Present the following entries again, word for word and in full.

→ **Data to process**
-=-=-
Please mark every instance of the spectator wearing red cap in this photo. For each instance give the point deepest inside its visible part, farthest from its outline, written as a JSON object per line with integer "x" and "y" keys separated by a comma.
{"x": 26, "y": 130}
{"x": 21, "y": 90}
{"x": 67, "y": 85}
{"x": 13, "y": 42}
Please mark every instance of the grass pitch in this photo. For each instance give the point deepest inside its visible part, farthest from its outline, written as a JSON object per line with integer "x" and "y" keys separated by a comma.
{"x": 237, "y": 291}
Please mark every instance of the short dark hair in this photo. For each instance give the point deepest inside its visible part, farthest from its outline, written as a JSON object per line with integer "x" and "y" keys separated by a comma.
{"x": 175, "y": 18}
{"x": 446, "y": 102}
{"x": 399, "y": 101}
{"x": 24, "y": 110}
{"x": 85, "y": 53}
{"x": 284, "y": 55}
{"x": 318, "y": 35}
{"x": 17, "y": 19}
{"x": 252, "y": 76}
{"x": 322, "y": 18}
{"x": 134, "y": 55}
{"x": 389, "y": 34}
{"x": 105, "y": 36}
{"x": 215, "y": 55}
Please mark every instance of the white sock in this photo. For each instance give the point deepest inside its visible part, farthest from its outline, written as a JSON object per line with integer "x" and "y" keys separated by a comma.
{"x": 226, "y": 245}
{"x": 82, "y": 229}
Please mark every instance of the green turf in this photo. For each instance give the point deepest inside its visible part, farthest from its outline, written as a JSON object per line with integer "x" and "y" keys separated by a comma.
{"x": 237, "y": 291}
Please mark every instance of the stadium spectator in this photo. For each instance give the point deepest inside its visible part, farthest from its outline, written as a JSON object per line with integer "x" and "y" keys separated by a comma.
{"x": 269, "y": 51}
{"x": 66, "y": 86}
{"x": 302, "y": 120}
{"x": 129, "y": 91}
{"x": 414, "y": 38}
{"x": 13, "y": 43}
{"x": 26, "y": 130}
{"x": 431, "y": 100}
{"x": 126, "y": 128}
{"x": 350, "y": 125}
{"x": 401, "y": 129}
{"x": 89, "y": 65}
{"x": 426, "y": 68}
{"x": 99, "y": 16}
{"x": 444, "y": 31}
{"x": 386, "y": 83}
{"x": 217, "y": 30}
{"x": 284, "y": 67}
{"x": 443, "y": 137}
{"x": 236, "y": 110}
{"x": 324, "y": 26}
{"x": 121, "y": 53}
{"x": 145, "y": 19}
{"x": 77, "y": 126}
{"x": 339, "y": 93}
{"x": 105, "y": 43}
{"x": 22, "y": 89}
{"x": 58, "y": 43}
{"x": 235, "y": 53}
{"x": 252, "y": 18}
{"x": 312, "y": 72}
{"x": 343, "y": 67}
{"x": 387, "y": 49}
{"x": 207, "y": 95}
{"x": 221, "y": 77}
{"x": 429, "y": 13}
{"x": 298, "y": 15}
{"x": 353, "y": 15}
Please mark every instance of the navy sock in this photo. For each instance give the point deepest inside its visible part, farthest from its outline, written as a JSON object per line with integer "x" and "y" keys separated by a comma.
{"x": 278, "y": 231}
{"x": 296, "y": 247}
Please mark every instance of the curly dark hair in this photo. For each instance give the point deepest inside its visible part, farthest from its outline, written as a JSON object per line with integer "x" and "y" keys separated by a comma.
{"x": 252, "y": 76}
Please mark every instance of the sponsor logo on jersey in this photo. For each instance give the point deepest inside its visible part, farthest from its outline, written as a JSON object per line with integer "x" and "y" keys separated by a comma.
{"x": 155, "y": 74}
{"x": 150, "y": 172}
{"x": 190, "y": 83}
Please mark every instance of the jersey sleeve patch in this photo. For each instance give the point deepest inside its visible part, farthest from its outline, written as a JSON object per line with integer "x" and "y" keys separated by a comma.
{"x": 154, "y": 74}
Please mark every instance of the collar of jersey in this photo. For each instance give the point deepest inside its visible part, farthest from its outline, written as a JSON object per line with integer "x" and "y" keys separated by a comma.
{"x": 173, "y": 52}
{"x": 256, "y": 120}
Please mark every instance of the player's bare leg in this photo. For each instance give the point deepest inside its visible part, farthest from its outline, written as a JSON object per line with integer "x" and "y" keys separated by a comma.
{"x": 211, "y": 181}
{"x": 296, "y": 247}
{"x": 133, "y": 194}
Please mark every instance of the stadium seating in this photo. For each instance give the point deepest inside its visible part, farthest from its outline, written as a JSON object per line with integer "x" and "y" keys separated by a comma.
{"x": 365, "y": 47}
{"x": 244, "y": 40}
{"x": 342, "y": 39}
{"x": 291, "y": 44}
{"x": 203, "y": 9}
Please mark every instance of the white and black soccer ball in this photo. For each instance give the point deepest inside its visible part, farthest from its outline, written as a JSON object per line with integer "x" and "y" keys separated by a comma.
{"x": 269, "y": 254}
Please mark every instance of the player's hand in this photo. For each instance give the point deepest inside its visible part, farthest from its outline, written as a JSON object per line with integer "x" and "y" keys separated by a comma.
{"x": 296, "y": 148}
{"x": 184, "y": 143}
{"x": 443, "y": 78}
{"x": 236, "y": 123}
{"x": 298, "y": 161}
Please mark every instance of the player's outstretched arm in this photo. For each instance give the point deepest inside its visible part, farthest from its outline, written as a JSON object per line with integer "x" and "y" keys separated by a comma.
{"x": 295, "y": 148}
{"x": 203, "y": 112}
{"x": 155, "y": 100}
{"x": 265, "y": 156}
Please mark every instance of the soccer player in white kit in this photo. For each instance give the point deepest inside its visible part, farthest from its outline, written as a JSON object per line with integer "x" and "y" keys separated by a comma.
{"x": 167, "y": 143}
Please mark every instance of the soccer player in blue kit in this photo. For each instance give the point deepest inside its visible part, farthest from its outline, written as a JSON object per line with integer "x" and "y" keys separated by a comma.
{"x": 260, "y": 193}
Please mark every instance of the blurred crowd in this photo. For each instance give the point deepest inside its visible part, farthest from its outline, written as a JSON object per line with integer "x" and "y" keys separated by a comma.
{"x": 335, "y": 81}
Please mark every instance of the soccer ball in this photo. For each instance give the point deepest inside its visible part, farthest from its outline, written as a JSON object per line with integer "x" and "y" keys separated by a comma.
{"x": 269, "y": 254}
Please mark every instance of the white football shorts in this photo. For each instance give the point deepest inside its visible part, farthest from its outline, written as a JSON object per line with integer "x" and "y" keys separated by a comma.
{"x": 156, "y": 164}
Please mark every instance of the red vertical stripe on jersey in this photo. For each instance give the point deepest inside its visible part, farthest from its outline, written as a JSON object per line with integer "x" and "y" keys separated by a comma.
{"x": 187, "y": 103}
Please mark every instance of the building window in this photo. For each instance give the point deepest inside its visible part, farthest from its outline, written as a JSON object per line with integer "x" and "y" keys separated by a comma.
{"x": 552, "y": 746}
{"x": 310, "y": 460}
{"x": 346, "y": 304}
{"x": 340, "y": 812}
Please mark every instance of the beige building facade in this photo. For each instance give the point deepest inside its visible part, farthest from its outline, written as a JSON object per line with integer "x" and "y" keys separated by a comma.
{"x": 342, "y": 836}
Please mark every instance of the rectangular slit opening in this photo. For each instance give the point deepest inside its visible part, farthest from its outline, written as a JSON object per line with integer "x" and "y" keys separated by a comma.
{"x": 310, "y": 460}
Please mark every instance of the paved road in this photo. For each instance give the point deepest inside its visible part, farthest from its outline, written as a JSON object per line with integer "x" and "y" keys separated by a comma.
-=-=-
→ **Exercise result**
Please mark every instance of the spectator wearing red cap in this photo. For each instance give the point deepest inside its visible part, farthest from its outline, written as a JSON object per line with integer "x" and "y" keys separated by a comma.
{"x": 26, "y": 130}
{"x": 21, "y": 90}
{"x": 67, "y": 85}
{"x": 13, "y": 42}
Please mark every instance of the grass pitch in this photo. For each instance give the point deepest inside its visible part, farthest from its outline, written as a JSON object per line with integer "x" and "y" keys separated by a comma.
{"x": 237, "y": 291}
Please mark every instance of the short dark hair in this photo. For each instance give the point deepest inside its visible part, farthest from its outline, written as a JSON object per line with integer "x" and "y" keys separated by a comma.
{"x": 175, "y": 18}
{"x": 446, "y": 102}
{"x": 399, "y": 101}
{"x": 24, "y": 110}
{"x": 85, "y": 53}
{"x": 284, "y": 55}
{"x": 318, "y": 35}
{"x": 17, "y": 19}
{"x": 252, "y": 76}
{"x": 322, "y": 18}
{"x": 134, "y": 55}
{"x": 389, "y": 34}
{"x": 105, "y": 36}
{"x": 215, "y": 55}
Please mark every instance of the white sock in this photo. For each instance give the point deepest inside its visible part, farthest from its outline, written as a JSON object per line with integer "x" and "y" keys separated by a comma.
{"x": 226, "y": 245}
{"x": 82, "y": 229}
Please mark every instance of the green turf in this photo. For each instance give the point deepest inside its visible part, farthest from its outline, written as a JSON object per line with integer "x" and "y" keys separated by a comma.
{"x": 237, "y": 291}
Please mark every instance of the stadium spectator in this photo. For each instance give the point deepest inside its visible part, farthest from its outline, written as a JSON object per line with integer "x" and "y" keys separated by a comma.
{"x": 269, "y": 51}
{"x": 66, "y": 86}
{"x": 302, "y": 120}
{"x": 129, "y": 91}
{"x": 414, "y": 38}
{"x": 13, "y": 43}
{"x": 26, "y": 130}
{"x": 431, "y": 100}
{"x": 126, "y": 128}
{"x": 350, "y": 125}
{"x": 401, "y": 129}
{"x": 89, "y": 65}
{"x": 426, "y": 68}
{"x": 99, "y": 16}
{"x": 444, "y": 31}
{"x": 386, "y": 83}
{"x": 217, "y": 30}
{"x": 284, "y": 67}
{"x": 443, "y": 137}
{"x": 236, "y": 110}
{"x": 324, "y": 26}
{"x": 121, "y": 53}
{"x": 145, "y": 19}
{"x": 77, "y": 126}
{"x": 339, "y": 93}
{"x": 105, "y": 43}
{"x": 22, "y": 89}
{"x": 58, "y": 43}
{"x": 235, "y": 53}
{"x": 252, "y": 18}
{"x": 312, "y": 72}
{"x": 343, "y": 67}
{"x": 387, "y": 49}
{"x": 207, "y": 95}
{"x": 221, "y": 77}
{"x": 429, "y": 13}
{"x": 298, "y": 15}
{"x": 353, "y": 15}
Please mark every instance of the navy sock in this photo. For each instance give the point deepest inside its visible part, farthest from its outline, written as a JSON object per line with integer "x" and "y" keys separated by a comma.
{"x": 278, "y": 231}
{"x": 296, "y": 247}
Please mark every instance of the curly dark hair in this photo. For each instance give the point deepest inside its visible part, farthest from its outline, written as a JSON object per line with integer "x" and "y" keys separated by a comma.
{"x": 252, "y": 76}
Please mark every instance of the sponsor logo on jersey in this photo. For each instance give the point deepest inside its visible part, farthest from its outline, written as a JSON object per line with integer "x" and "y" keys separated by a comma.
{"x": 155, "y": 74}
{"x": 150, "y": 172}
{"x": 190, "y": 83}
Please mark every instance of the jersey sleeve patch in this photo. For each instance give the point deepest inside its visible part, farthest from its outline, written as a JSON object per line with integer "x" and "y" keys separated by a comma.
{"x": 154, "y": 74}
Please mark every instance of the collar of jersey in this photo. For each instance give the point deepest inside its visible part, farthest from its outline, written as a JSON object per line with integer "x" and "y" keys separated by a comma.
{"x": 173, "y": 52}
{"x": 256, "y": 120}
Please mark every instance of the player's bare leg in this photo. For each instance give the point deepest inside its visible part, farthest from its outline, written as a JSON object per line with integer "x" and "y" keys separated by a comma.
{"x": 211, "y": 181}
{"x": 296, "y": 247}
{"x": 133, "y": 194}
Please mark every instance of the stadium seating in this photo. For each instance give the point deepest inside its visible part, farthest from its outline, written as a JSON object per line with integer "x" and "y" keys separated by a comma.
{"x": 365, "y": 47}
{"x": 244, "y": 40}
{"x": 342, "y": 39}
{"x": 291, "y": 44}
{"x": 203, "y": 9}
Please mark every instance of the white and black soccer ball in this photo. For each instance give the point deepest inside its visible part, farthest from its outline, written as a JSON object per line with integer "x" and "y" keys separated by a comma.
{"x": 269, "y": 254}
Please mark every instance of the player's hand in this photo. For each instance give the point deepest inside its visible part, farthest from its outline, written as a JSON object per line with integer "x" and "y" keys separated by a comma.
{"x": 296, "y": 148}
{"x": 184, "y": 143}
{"x": 443, "y": 78}
{"x": 236, "y": 123}
{"x": 298, "y": 161}
Please mark every instance of the player's outstretched arm in this photo. For each instance give the point deepest inside its visible part, farthest from its outline, written as a JSON object per line with integer "x" and "y" keys separated by a comma.
{"x": 295, "y": 148}
{"x": 203, "y": 112}
{"x": 155, "y": 100}
{"x": 265, "y": 156}
Please mark every instance of the soccer player in white kit in this photo. For each instance give the point deepest inside its visible part, farthest from its outline, written as a JSON object per line with integer "x" and "y" keys separated by a comma.
{"x": 167, "y": 143}
Please mark every instance of the soccer player in blue kit in this photo. For each instance give the point deepest inside its visible part, farthest from its outline, written as a JSON object per line with integer "x" and "y" keys separated by a comma.
{"x": 260, "y": 193}
Please mark every instance of the blurred crowd in this photo. For each instance give the point deepest inside its visible part, farthest from its outline, written as a JSON object per line with integer "x" and "y" keys separated by a comma.
{"x": 335, "y": 81}
Please mark every instance of the soccer ball in this photo. For each instance give the point deepest inside its visible part, farthest from its outline, written as a JSON object per line with integer "x" and "y" keys separated by a comma.
{"x": 269, "y": 254}
Please mark every instance of the white football shorts in this photo. For each instance give the point deepest inside its visible part, farthest from its outline, written as a JSON object per line with integer "x" and "y" keys separated by a comma.
{"x": 156, "y": 164}
Please mark every instance of the red vertical stripe on jersey in this photo. For each instance give the point deepest inside its visible part, farthest from its outline, written as a JSON object per line with integer "x" and "y" keys separated by a comma.
{"x": 187, "y": 103}
Please mark every instance of the building window in this photo. For each instance give the point deepest inside its visible part, farthest from its outline, written as a JSON object per line with integer "x" and "y" keys separated by a comma.
{"x": 552, "y": 746}
{"x": 310, "y": 460}
{"x": 346, "y": 304}
{"x": 340, "y": 812}
Please mark every instance of the beige building facade in this photo. For each instance give the point deepest inside its visible part, farthest from its outline, written as a JSON object per line with integer "x" and "y" keys separated by a comma.
{"x": 342, "y": 836}
Please mark every instance of the rectangular slit opening in this photo. For each instance give the point deepest inside its visible part, farthest from its outline, written as a JSON object per line with integer "x" and "y" keys separated by a comma.
{"x": 310, "y": 460}
Please mark every instance of the paved road in this photo. For each instance give the point deepest inside its visible part, farthest from its outline, written as a JSON object per line with integer "x" and "y" keys separated by a comma.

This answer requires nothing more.